_WHAT YOU ARE ASKED TO DO:_ Rewrite the entries from the first line down to and including the line that contains "[[0, 655, 1270, 952]]", keeping the requests. Add -139 to every box coordinate in the answers, and leave the numbers in the requests and their format samples unchanged.

_DATASET EXTRACT:_
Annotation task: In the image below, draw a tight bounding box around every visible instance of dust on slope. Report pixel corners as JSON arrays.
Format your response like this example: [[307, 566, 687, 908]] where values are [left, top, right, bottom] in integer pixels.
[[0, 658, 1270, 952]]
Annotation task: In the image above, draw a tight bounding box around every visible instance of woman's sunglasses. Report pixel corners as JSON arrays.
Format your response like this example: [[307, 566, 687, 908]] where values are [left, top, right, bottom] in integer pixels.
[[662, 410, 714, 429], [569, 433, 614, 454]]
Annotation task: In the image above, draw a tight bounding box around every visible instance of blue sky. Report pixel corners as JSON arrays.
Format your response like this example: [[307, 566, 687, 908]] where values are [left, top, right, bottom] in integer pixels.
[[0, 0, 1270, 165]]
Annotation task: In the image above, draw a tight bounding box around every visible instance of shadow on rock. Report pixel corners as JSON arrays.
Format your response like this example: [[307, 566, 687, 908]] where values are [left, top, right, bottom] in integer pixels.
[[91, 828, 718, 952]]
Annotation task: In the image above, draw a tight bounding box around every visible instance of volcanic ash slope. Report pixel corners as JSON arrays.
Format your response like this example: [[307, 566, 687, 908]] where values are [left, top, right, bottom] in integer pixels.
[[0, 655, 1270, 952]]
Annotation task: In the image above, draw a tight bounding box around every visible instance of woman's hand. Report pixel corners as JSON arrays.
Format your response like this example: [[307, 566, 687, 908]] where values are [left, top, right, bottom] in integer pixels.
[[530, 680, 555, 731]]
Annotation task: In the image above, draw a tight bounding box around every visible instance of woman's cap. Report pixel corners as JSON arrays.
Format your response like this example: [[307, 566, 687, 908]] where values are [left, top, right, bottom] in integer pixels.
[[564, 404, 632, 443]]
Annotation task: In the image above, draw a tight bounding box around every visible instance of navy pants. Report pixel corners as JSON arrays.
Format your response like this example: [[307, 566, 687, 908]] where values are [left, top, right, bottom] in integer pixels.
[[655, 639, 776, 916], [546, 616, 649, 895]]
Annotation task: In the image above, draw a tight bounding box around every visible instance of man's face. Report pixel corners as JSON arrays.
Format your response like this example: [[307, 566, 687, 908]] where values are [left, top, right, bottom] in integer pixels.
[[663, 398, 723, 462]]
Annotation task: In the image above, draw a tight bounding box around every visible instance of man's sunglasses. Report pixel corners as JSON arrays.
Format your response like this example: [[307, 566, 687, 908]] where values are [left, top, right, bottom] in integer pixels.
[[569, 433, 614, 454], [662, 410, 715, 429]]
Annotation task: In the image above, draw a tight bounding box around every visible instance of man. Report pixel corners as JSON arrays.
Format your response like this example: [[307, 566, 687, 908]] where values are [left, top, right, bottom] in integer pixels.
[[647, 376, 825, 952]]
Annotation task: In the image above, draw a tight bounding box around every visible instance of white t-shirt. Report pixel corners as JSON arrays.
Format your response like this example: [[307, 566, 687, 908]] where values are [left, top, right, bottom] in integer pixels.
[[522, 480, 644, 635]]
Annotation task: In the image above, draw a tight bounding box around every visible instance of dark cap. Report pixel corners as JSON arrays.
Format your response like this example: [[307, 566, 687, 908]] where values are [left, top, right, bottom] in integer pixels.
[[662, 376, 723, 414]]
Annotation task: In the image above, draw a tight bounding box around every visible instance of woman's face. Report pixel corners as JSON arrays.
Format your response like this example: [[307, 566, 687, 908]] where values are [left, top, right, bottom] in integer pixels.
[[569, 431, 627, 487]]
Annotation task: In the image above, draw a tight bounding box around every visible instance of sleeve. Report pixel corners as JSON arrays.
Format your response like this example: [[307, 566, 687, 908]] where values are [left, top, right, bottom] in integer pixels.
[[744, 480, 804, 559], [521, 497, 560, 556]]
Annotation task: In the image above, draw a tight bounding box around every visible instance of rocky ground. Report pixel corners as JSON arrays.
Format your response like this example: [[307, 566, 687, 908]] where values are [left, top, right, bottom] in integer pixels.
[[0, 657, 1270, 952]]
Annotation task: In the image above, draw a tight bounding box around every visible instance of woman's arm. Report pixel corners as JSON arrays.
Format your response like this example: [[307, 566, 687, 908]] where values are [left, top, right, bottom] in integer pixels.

_SOLUTION FOR THIS EXERCISE:_
Annotation task: In the image below, draw a tight bounding box around every visible instance of dust on slope. Report pixel corners as JSON arrays.
Format your response like this example: [[307, 566, 687, 908]] where values are [left, top, right, bottom] in integer pixels.
[[-139, 519, 1131, 813]]
Annotation task: In the image above, draw a tight bounding box around every visible instance of woman's sunglasses. Report pixel corners as JSON arrays.
Format your response like this example: [[307, 566, 687, 908]] where values are [left, top, right, bottom] in integer pixels.
[[523, 271, 575, 290], [430, 294, 475, 315]]
Annotation task: In the image above, draw a tight bounding box around every visible instance of blue sky. Report pixel corners as JSON arrays.
Format your response like this example: [[307, 566, 687, 908]] where values are [left, top, right, bottom] in integer pixels.
[[-139, -139, 1131, 26]]
Annotation task: In the image above, draw a tight bounding box around every visible instance of shadow on rock. Report pixel corners as JSON arrays.
Format your response like this example: [[307, 566, 687, 908]] where values are [left, top, right, bottom] in integer pixels.
[[-48, 689, 579, 813]]
Annotation task: In the image above, draw a tight bounding box around every visible instance of volcanic ash slope. Report pixel corners as JSON arrays.
Format your response like this example: [[307, 566, 687, 908]] where values are [left, top, right, bottom] in integer pixels.
[[-139, 516, 1131, 813]]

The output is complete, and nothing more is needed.